*The problem*
Below are the records; copy each line in which "blue" can be found.

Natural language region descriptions
━━━

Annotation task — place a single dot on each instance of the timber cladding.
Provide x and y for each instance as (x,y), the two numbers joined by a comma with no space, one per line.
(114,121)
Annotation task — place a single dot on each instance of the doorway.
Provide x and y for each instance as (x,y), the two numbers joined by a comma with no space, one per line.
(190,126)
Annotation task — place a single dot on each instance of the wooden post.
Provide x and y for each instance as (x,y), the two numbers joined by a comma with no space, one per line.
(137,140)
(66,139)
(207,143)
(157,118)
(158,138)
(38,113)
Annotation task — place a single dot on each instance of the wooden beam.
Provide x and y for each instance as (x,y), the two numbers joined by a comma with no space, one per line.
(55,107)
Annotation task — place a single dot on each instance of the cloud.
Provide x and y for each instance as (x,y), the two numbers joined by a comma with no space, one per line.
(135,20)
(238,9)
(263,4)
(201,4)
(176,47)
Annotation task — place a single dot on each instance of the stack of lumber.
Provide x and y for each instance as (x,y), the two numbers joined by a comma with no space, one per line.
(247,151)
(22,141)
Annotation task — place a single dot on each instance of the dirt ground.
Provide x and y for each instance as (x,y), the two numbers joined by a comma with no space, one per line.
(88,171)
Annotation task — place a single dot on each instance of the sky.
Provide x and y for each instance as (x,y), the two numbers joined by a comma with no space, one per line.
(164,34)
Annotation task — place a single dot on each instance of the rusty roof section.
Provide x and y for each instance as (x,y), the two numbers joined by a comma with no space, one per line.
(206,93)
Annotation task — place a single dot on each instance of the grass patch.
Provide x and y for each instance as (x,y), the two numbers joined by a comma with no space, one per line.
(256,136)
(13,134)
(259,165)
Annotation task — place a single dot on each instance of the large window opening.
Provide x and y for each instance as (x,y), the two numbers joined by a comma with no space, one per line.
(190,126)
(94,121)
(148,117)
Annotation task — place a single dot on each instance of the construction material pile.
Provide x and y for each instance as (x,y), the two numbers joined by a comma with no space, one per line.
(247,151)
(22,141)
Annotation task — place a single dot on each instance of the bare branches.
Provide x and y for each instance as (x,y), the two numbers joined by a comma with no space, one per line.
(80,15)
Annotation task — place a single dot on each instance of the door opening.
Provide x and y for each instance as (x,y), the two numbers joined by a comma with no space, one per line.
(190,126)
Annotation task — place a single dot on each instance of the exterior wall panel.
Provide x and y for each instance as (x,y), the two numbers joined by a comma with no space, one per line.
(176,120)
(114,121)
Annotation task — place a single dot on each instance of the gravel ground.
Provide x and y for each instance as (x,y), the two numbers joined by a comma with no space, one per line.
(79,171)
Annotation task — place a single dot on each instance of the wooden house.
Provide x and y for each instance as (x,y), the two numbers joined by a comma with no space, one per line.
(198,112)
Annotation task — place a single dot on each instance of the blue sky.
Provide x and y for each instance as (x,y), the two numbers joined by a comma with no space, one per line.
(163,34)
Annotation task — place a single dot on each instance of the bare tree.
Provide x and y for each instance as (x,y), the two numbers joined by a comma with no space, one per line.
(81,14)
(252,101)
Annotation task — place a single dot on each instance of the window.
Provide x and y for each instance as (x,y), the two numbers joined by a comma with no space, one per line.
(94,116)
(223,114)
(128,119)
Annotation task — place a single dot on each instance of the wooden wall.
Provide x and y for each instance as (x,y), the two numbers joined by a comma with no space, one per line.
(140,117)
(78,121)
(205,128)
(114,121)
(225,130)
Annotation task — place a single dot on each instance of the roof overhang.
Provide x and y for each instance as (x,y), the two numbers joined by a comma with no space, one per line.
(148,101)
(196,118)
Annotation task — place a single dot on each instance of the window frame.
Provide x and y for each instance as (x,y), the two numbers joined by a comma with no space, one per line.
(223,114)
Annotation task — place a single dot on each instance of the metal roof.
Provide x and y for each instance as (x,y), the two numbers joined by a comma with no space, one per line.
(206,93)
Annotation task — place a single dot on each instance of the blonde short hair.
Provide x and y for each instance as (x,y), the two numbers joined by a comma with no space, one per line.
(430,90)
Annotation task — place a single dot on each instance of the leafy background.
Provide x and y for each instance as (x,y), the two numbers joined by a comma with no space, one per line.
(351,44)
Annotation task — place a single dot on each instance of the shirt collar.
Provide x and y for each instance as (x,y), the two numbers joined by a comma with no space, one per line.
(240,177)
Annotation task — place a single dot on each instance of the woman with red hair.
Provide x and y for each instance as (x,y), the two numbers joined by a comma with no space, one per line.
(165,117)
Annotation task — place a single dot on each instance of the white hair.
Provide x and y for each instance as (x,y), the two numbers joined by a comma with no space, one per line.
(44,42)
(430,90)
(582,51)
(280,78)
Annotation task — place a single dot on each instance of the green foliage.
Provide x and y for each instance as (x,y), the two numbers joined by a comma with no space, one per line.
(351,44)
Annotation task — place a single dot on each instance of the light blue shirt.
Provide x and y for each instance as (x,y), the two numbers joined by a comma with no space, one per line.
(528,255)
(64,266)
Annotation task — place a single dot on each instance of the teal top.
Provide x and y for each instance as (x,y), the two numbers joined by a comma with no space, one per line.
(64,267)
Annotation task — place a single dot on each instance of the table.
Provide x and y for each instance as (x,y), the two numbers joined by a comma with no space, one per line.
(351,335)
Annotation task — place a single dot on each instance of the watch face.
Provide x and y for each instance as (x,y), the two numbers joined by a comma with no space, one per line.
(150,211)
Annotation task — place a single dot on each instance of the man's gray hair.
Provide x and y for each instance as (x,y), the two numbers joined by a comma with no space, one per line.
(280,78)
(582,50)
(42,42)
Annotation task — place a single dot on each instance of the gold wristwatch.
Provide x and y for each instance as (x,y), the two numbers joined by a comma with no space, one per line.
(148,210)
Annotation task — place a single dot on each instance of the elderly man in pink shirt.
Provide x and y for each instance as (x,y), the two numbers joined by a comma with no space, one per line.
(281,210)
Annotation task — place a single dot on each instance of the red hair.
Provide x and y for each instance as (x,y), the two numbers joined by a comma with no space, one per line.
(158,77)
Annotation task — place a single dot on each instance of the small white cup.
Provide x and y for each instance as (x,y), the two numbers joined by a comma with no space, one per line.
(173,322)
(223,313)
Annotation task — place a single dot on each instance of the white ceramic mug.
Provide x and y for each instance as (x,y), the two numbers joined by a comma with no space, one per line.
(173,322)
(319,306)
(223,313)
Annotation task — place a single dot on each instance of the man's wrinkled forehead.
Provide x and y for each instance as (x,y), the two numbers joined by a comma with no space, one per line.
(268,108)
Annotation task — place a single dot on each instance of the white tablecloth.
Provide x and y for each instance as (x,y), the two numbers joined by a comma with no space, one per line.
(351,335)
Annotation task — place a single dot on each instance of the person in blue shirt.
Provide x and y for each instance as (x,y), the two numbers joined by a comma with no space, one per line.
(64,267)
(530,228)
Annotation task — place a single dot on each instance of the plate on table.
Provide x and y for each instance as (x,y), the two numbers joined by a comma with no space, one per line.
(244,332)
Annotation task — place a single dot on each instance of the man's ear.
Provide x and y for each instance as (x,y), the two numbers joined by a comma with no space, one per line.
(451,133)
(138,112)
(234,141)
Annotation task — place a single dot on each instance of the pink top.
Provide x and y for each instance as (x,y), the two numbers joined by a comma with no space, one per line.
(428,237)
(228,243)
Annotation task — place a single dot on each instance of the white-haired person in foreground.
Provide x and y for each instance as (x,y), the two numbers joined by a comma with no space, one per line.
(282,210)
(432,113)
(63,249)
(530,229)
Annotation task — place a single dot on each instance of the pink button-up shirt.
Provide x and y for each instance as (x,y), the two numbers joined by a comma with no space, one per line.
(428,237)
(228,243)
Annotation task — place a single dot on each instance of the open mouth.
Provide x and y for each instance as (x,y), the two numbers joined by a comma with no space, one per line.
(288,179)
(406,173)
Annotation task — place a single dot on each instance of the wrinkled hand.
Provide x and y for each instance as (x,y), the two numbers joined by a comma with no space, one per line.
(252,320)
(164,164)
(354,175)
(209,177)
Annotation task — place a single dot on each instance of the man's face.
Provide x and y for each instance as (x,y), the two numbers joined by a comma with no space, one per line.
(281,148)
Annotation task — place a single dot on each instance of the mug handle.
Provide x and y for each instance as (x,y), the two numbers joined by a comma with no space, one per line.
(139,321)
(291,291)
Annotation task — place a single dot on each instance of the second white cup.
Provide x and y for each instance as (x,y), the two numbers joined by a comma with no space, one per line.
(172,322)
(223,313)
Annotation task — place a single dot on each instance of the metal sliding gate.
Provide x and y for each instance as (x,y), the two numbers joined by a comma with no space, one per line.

━━━

*Solution for this problem*
Annotation task — place a single dot on each instance of the blue sky.
Annotation task — place a single dot on each instance of the light blue shirt.
Annotation task — place a single dot on each instance of the person in blue shirt.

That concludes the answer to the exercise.